Extracted information:
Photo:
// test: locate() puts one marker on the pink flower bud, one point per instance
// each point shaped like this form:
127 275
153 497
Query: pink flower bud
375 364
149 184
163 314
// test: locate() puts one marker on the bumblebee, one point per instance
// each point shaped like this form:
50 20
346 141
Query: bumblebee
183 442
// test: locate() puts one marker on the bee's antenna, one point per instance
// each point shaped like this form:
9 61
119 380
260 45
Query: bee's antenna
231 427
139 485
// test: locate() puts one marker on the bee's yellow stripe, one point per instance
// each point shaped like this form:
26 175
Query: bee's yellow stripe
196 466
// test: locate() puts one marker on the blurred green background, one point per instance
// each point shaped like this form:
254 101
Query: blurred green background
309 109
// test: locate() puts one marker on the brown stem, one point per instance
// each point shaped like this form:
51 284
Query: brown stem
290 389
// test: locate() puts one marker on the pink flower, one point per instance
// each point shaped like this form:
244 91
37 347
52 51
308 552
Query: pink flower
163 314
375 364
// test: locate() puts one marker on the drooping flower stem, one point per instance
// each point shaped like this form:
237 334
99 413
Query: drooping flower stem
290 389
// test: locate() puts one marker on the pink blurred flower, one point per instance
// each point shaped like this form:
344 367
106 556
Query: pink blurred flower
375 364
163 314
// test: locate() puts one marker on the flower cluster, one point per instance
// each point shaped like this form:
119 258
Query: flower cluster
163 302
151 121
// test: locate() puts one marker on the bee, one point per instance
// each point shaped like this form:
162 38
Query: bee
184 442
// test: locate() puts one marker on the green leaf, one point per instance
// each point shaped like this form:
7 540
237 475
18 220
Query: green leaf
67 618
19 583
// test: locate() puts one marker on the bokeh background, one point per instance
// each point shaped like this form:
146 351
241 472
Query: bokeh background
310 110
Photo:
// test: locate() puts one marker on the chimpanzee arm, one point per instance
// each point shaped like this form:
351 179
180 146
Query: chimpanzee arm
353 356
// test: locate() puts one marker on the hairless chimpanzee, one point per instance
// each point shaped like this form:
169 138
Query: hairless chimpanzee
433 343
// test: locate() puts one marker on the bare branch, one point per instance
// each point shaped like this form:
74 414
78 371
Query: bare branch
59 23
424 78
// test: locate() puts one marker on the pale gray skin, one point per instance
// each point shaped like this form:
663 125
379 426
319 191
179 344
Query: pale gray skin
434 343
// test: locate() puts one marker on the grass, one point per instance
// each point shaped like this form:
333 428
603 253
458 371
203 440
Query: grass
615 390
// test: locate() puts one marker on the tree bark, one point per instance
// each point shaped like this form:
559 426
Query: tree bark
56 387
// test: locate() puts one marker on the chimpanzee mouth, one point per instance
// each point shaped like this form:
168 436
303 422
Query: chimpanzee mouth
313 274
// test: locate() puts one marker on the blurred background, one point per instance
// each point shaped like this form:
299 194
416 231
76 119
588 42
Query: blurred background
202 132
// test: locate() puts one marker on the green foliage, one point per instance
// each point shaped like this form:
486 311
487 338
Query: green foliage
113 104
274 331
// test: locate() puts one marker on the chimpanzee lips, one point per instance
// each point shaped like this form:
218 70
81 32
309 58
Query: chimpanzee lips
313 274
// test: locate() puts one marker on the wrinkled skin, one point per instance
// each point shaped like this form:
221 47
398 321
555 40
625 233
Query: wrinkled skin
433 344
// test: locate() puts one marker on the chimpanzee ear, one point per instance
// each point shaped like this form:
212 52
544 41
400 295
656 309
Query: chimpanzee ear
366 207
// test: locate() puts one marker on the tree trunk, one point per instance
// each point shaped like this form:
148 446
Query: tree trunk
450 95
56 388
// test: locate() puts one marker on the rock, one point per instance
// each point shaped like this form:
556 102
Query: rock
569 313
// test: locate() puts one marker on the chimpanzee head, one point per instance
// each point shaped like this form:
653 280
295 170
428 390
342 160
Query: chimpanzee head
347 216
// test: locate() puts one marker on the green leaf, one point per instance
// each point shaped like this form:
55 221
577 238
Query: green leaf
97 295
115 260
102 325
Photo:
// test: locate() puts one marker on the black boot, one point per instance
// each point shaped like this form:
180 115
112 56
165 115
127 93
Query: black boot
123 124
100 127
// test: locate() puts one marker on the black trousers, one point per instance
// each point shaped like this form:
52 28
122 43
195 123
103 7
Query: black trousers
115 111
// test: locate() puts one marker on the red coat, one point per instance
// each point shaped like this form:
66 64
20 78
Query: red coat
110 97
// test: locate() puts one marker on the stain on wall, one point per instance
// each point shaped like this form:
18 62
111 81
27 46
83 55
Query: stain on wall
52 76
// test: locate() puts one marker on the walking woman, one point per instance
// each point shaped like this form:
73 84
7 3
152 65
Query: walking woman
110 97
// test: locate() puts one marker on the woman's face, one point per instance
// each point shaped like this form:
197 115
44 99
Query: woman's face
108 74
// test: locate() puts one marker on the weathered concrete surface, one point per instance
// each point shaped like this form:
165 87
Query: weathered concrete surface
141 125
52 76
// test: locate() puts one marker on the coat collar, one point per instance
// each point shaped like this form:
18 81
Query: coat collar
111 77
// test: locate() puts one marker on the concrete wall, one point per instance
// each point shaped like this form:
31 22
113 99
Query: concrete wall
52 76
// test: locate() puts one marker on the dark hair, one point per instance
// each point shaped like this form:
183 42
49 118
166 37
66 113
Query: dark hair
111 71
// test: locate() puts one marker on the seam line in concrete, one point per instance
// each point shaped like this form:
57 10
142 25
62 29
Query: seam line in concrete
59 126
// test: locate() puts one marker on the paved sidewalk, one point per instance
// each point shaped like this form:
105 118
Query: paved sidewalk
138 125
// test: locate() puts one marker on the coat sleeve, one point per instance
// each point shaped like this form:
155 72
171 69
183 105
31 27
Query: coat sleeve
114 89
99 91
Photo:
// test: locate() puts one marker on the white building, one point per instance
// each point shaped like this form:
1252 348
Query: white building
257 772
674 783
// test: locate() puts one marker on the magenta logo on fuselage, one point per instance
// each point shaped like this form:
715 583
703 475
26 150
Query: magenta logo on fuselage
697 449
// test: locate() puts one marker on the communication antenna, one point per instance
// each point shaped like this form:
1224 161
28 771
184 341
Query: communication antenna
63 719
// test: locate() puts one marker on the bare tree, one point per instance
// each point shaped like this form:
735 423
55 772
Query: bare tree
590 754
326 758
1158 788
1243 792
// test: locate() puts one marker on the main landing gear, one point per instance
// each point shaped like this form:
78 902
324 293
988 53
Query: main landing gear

What the exercise asks: Give back the data above exactly as it appears.

Response to the task:
Photo:
// test: locate() puts one marker on the pink flower bud, one point per instance
// each point shaped like this form:
127 275
153 497
Query: pink flower bud
375 364
149 184
163 314
// test: locate() puts one marker on the bumblebee, one point per instance
// each point shaped like this form:
50 20
346 141
Query: bumblebee
183 442
// test: locate() puts one marker on the bee's antenna, one point per instance
// each point shaped like this form:
9 61
119 380
260 45
Query: bee's antenna
231 427
139 485
// test: locate() puts one marker on the bee's yellow stripe, one point per instance
// each point shaped like this form:
26 175
Query: bee's yellow stripe
196 466
// test: locate() puts one marker on the blurred green background, one point per instance
// each point shaped like this form:
254 101
Query: blurred green background
309 109
// test: locate() puts one marker on the brown stem, one point per instance
// each point shaped like this form:
51 284
Query: brown stem
290 389
// test: locate() puts one marker on the pink flower, one point per instance
// each point shaped like this form:
244 91
37 347
52 51
308 552
Query: pink flower
163 314
375 364
// test: locate() puts one marker on the drooping flower stem, one point per instance
// each point shaped like this form:
237 334
99 413
Query: drooping flower stem
290 389
// test: locate() puts one marker on the pink blurred flower, one point per instance
// each point shaped like this form:
344 367
106 556
Query: pink blurred flower
375 364
163 314
// test: locate() puts one marker on the flower cluster, one point per instance
// each point shaped like this form:
119 258
Query: flower cluster
163 302
151 121
// test: locate() puts one marker on the bee, one point per instance
// each point shaped like this form:
162 38
Query: bee
184 442
// test: locate() puts one marker on the green leaf, one point per instance
// each point shaped like this form:
7 540
237 475
18 220
Query: green leaf
67 618
19 583
// test: locate() puts one marker on the bokeh background, one point per instance
// each point shaped like this form:
146 351
241 472
Query: bokeh background
310 110
Photo:
// test: locate() puts one marker on the chimpanzee arm, one point per instance
// each point shaped like this form:
351 179
180 146
Query: chimpanzee arm
353 356
// test: locate() puts one marker on the hairless chimpanzee, one point per instance
// each point shaped like this form:
169 138
Query: hairless chimpanzee
433 343
// test: locate() puts one marker on the bare branch, one point per instance
// each point shaped like this form:
74 414
78 371
Query: bare branch
59 23
424 78
// test: locate() puts one marker on the pale gray skin, one point per instance
// each point shaped like this form:
663 125
379 426
319 191
179 344
Query: pale gray skin
434 343
// test: locate() puts one marker on the grass, one point per instance
// each point shaped like this form:
333 428
603 253
458 371
203 440
Query: grass
615 390
// test: locate() puts one marker on the tree bark, one point per instance
// each point shaped like this form:
559 426
Query: tree bark
56 387
// test: locate() puts one marker on the chimpanzee mouth, one point per instance
// each point shaped like this form:
168 436
303 422
Query: chimpanzee mouth
313 274
// test: locate() puts one marker on the blurred background, one point per instance
// each point shaped like this form:
299 194
416 231
76 119
588 42
Query: blurred background
202 132
// test: locate() puts one marker on the green foliage, one point per instance
// each point shaped like this form:
486 311
487 338
Query: green foliage
113 104
274 331
// test: locate() puts one marker on the chimpanzee lips, one point per instance
// each point shaped like this form:
218 70
81 32
309 58
Query: chimpanzee lips
313 274
// test: locate() puts one marker on the wrinkled skin, one point per instance
// each point shaped like this form:
221 47
398 321
555 40
625 233
Query: wrinkled skin
433 344
// test: locate() puts one marker on the chimpanzee ear, one point per instance
// each point shaped like this form:
212 52
544 41
400 295
656 309
Query: chimpanzee ear
366 207
// test: locate() puts one marker on the tree trunk, one point per instance
// each point shaped like this form:
148 446
Query: tree trunk
450 95
56 388
// test: locate() puts one marker on the rock, one point per instance
// each point shaped like this form:
556 102
Query: rock
569 313
// test: locate() puts one marker on the chimpanzee head, one point per instance
// each point shaped like this form:
653 280
295 170
428 390
342 160
Query: chimpanzee head
347 216
// test: locate() puts one marker on the green leaf, one point per instance
// each point shaped like this form:
55 221
577 238
Query: green leaf
97 295
115 260
102 325
Photo:
// test: locate() puts one marker on the black boot, one point per instance
// each point shaped like this form:
180 115
112 56
165 115
127 93
Query: black boot
123 124
100 127
// test: locate() puts one marker on the black trousers, one point per instance
// each point shaped like this form:
52 28
122 43
195 123
103 7
Query: black trousers
115 111
// test: locate() puts one marker on the red coat, one point per instance
// each point shaped like this form:
66 64
20 78
Query: red coat
110 97
// test: locate() puts one marker on the stain on wall, one point per instance
// each point shaped like this form:
18 62
111 81
27 46
83 55
Query: stain on wall
52 76
// test: locate() puts one marker on the walking woman, one point per instance
// each point shaped like this form:
73 84
7 3
152 65
Query: walking woman
110 97
// test: locate() puts one marker on the woman's face, one point per instance
// each point shaped like this form:
197 115
44 99
Query: woman's face
108 74
// test: locate() puts one marker on the weathered concrete surface, one point per instance
// each point shaped like this form:
165 87
Query: weathered concrete surface
141 125
52 76
// test: locate() puts one marker on the coat collar, one point per instance
// each point shaped like this form:
18 81
Query: coat collar
111 77
// test: locate() puts one marker on the concrete wall, one point per instance
// each point shaped like this form:
31 22
113 99
Query: concrete wall
52 76
// test: locate() puts one marker on the dark hair, one point per instance
// each point shaped like this form:
183 42
49 118
166 37
66 113
Query: dark hair
111 71
// test: locate() puts one marker on the seam line in concrete, one point per instance
// each point shaped like this form:
57 10
142 25
62 29
Query: seam line in concrete
59 126
// test: locate() puts one marker on the paved sidewalk, one point per instance
// each point shaped like this form:
105 118
Query: paved sidewalk
138 125
// test: locate() puts one marker on the coat sleeve, one point per instance
// each point shaped like this form:
155 72
171 69
183 105
31 27
Query: coat sleeve
114 89
99 91
Photo:
// test: locate() puts one marker on the white building, one point per instance
// each point shaped like this form:
1252 348
Query: white building
257 772
674 783
// test: locate() puts one marker on the magenta logo on fuselage, one point per instance
// each point shaped like this form:
715 583
703 475
26 150
Query: magenta logo on fuselage
697 449
// test: locate() puts one marker on the communication antenna, one point per instance
// each point shaped like this form:
1224 161
28 771
184 341
Query: communication antenna
63 719
// test: locate() puts one marker on the bare tree, one point per instance
// each point shaped like this form:
735 423
55 772
Query: bare tree
590 754
326 758
1158 788
1243 792
// test: locate() puts one marker on the main landing gear, one point per instance
// each point shaped like this form:
78 902
324 293
988 53
Query: main landing gear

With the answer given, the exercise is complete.